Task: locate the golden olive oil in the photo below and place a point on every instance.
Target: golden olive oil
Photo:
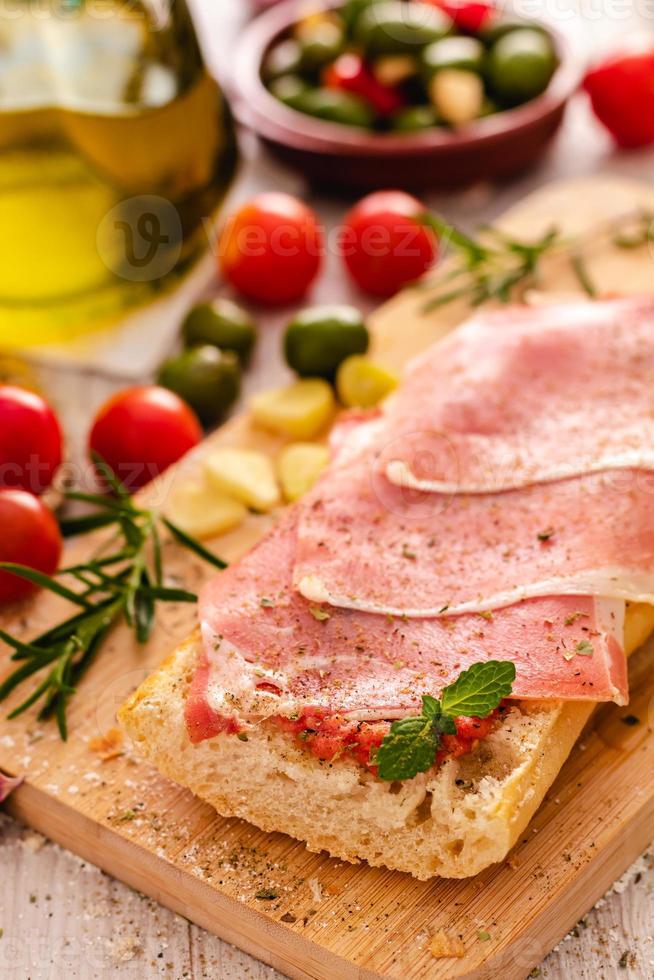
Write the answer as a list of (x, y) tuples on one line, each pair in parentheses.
[(116, 146)]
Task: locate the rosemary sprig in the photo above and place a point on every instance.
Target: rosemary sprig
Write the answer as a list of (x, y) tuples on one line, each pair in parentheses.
[(126, 583), (493, 266)]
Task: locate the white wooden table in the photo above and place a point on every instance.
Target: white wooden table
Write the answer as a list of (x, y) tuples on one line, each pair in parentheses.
[(60, 918)]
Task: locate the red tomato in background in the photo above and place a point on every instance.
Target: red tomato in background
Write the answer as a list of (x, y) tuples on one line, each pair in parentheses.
[(468, 15), (141, 431), (271, 249), (384, 244), (29, 535), (31, 443), (621, 91)]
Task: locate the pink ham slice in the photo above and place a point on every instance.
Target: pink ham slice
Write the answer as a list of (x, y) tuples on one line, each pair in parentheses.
[(527, 395), (366, 544), (269, 652)]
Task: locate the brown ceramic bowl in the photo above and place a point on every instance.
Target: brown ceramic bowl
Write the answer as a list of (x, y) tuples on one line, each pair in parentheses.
[(346, 157)]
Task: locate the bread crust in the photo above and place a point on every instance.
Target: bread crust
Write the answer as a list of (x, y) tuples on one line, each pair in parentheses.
[(453, 821)]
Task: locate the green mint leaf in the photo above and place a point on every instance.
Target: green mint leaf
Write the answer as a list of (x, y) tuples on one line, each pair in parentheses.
[(479, 690), (445, 725), (409, 748)]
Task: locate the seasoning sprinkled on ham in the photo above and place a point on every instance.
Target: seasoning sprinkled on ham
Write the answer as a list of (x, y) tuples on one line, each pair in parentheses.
[(269, 655)]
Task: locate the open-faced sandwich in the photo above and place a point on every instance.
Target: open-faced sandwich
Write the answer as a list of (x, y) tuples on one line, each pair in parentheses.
[(399, 669)]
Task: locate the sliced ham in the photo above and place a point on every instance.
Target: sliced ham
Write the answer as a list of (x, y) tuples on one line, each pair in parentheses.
[(527, 395), (366, 544), (270, 653)]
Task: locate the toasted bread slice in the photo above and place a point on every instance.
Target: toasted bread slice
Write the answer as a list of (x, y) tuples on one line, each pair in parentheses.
[(453, 821)]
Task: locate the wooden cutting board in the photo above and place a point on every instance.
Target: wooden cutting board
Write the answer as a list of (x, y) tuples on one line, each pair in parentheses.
[(331, 919)]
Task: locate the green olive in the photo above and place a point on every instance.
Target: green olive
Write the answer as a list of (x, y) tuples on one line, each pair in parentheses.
[(334, 106), (465, 53), (207, 378), (520, 66), (223, 324), (352, 10), (415, 118), (288, 87), (393, 27), (318, 339), (283, 59), (321, 43)]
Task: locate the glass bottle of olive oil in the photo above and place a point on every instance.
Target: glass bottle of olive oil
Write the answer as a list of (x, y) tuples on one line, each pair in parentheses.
[(116, 146)]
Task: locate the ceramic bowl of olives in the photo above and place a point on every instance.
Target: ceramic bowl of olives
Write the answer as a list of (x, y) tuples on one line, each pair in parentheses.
[(370, 93)]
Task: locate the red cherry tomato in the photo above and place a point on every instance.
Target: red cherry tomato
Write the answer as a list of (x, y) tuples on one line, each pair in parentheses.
[(351, 74), (31, 444), (468, 15), (141, 431), (621, 91), (271, 249), (384, 244), (29, 535)]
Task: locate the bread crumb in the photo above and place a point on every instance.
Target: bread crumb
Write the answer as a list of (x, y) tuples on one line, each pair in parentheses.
[(33, 842), (316, 890), (444, 944), (124, 948)]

══════════

**ABOUT THIS TASK:**
When the line with "Task: locate the toasted" is reached in the data above, begin copying, and stop after the line with "Target: wooden cutting board"; copy each line exactly, both ends included.

**TASK SOLUTION:**
Task: locate the toasted bread slice in the photo above and place a point on every instance.
Target: toasted bread slice
Write the answer as a list of (x, y) tuples on one line, each pair in parentheses.
[(453, 821)]
Task: locate the wooden cutting board in the photo above and place a point on every instance.
Target: wooden cutting board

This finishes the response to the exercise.